Records for this exercise
* * * * * * *
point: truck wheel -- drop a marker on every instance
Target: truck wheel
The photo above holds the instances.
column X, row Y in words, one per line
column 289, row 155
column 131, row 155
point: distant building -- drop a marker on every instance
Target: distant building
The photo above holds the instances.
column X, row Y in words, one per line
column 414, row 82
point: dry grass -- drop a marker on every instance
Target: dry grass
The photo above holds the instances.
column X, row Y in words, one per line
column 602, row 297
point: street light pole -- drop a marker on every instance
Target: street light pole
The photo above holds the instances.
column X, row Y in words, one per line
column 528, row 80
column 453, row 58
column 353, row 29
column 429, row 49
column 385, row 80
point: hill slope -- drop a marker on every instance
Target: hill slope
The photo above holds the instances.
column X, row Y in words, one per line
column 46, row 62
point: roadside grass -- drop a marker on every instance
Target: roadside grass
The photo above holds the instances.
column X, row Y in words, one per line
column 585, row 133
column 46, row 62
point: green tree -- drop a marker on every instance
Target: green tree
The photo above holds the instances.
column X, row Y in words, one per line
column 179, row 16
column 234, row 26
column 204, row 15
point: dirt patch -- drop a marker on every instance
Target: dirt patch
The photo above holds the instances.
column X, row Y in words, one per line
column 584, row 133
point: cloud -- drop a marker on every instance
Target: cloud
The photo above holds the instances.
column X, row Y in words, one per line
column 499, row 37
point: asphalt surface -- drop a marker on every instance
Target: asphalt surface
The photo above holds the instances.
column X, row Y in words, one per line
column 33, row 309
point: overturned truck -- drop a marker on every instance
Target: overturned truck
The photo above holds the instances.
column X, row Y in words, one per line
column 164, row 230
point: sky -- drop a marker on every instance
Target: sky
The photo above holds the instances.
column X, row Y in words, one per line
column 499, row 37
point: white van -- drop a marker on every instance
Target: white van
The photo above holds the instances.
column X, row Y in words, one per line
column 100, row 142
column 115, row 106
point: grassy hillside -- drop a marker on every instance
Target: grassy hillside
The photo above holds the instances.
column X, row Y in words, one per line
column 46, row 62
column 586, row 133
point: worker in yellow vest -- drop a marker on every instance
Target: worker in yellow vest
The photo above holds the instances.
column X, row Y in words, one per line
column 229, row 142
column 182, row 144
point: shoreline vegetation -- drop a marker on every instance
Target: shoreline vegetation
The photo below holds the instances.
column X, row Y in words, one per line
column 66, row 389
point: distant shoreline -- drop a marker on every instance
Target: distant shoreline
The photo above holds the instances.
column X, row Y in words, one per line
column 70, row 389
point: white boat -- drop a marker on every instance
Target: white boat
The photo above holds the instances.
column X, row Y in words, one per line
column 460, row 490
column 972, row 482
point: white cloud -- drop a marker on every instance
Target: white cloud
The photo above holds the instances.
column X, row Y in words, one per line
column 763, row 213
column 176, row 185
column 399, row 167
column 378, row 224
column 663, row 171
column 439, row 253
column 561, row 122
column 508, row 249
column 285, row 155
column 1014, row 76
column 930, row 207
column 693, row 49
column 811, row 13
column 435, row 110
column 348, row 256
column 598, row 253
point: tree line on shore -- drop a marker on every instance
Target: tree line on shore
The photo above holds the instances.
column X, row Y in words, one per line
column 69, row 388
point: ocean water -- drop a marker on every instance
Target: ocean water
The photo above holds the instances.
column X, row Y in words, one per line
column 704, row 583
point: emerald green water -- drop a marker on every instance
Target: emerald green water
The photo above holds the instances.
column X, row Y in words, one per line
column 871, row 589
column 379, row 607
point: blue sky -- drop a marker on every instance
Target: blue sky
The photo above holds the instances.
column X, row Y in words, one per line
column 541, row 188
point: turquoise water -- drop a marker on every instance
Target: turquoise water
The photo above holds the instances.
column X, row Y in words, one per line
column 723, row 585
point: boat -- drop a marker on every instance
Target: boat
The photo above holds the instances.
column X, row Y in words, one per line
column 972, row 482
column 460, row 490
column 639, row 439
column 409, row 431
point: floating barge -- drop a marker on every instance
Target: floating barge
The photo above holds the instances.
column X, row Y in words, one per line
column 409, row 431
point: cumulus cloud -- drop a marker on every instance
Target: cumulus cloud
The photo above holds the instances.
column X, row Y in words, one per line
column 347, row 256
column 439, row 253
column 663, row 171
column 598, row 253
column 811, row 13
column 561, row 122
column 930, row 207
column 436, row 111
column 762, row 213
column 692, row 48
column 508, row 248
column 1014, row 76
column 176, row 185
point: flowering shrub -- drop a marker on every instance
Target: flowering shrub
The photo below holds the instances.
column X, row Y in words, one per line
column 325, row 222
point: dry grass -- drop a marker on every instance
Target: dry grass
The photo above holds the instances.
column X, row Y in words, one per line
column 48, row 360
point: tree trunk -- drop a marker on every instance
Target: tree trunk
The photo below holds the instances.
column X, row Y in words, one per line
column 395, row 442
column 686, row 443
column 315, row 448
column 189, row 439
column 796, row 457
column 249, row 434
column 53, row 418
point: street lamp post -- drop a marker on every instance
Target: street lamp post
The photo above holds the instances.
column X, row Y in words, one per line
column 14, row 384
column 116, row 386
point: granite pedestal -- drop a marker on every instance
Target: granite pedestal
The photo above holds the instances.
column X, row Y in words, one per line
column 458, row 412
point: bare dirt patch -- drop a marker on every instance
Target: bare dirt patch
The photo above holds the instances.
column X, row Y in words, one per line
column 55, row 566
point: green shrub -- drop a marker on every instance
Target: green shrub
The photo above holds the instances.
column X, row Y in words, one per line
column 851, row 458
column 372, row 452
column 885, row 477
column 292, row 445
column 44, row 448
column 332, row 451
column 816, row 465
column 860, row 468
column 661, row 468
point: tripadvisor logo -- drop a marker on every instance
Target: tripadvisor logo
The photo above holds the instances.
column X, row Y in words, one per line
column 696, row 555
* * * * * * *
Aim of the task
Examine the entries and say how many of their lines hold the word "granite". No other words should accompany the number.

Written answer
2